RECORDS ::
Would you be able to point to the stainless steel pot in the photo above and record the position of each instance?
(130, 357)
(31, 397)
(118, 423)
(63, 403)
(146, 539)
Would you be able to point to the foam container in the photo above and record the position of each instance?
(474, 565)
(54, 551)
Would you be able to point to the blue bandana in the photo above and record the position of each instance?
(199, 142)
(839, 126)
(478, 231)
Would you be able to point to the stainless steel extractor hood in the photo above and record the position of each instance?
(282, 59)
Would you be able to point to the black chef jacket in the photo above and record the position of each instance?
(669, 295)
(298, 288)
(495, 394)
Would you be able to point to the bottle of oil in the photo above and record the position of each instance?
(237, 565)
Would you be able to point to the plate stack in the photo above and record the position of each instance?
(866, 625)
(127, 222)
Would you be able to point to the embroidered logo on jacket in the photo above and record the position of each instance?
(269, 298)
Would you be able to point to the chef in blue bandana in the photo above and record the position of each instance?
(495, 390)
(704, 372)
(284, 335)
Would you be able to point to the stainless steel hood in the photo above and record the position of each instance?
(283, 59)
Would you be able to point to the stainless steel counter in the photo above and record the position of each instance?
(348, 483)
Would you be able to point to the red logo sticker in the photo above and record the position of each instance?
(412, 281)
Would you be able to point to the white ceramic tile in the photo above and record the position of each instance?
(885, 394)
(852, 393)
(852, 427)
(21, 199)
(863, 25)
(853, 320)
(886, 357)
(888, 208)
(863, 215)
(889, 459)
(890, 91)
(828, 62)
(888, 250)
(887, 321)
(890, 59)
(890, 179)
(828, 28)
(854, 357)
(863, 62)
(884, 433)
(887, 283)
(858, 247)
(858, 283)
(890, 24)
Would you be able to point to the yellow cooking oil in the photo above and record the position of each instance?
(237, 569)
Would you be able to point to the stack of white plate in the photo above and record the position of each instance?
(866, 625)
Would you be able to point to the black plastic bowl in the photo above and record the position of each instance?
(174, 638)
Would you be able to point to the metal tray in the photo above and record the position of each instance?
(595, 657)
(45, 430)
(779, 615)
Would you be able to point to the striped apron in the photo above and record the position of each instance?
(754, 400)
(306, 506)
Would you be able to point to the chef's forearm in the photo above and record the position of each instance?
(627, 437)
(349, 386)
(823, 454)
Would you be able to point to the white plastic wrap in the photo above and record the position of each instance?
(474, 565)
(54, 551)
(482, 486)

YOUR OBJECTIVE ::
Copy the listing in full. Match it word for word.

PROBLEM SOLUTION ::
Would you be able to point to the stainless steel pot in the photo above and record the position of each instance?
(130, 357)
(31, 397)
(118, 423)
(63, 403)
(146, 539)
Would you be able to point to the foam container in the photo above and record the position of each instance?
(474, 565)
(54, 551)
Would you be able to point to the blue bandana in the photo above and record the position of each instance?
(199, 142)
(839, 126)
(478, 231)
Would you be able to point to the stainless steel extractor hood in the photo above and record the position of each instance?
(282, 59)
Would you be able to point to the black chef jacket in the photo above and record the position of each instance?
(669, 295)
(298, 288)
(495, 394)
Would you be able to point to the bottle of oil in the photo above and record the position of each instance?
(237, 565)
Would you be able to point to the plate stack in the photo above and record the position of each instance?
(866, 625)
(127, 222)
Would you be able to point to the embroidered logo on jacket in the photo above and record the position of each instance?
(269, 298)
Would you be able to point to the chef in blue bandana in the photo above and record the position of each instance?
(495, 390)
(704, 372)
(284, 335)
Would you be able to point to the stainless steel hood in the photo above and record the position of each instance?
(283, 59)
Would you be able to point to the stainless steel counter in the photo above and record the position of each instance?
(348, 483)
Would you be able to point to the red logo sticker in the photo above and record the position of each instance?
(412, 281)
Would you be able to point to the white ceramic tile in the photo above and record the position of each instance?
(885, 394)
(852, 393)
(852, 427)
(21, 199)
(863, 25)
(853, 320)
(886, 357)
(888, 208)
(863, 215)
(889, 459)
(890, 91)
(828, 62)
(888, 250)
(887, 321)
(890, 59)
(890, 179)
(828, 28)
(854, 357)
(863, 62)
(884, 433)
(887, 283)
(858, 247)
(858, 283)
(890, 24)
Would you be able to point to the yellow cooking oil in the photo above and record the position of each instance?
(237, 569)
Would you be able to point to the stack of white plate in the photo above and record the position of each instance?
(866, 625)
Would you be able to point to the black plastic bowl in the photo above and record the position of each instance?
(174, 638)
Would you be able to point to the metal tray in the photo above and record the position of each instance?
(595, 657)
(45, 430)
(779, 615)
Would you be able to point to the striped apron in the photo above and record the position of each instance?
(754, 400)
(306, 506)
Would you be able to point to the chef's forearm in the photo above and record the position of each instance?
(627, 437)
(349, 386)
(823, 454)
Would you be able to point to the white plastic wrap in the photo above and record the position of each instance?
(474, 565)
(54, 551)
(482, 486)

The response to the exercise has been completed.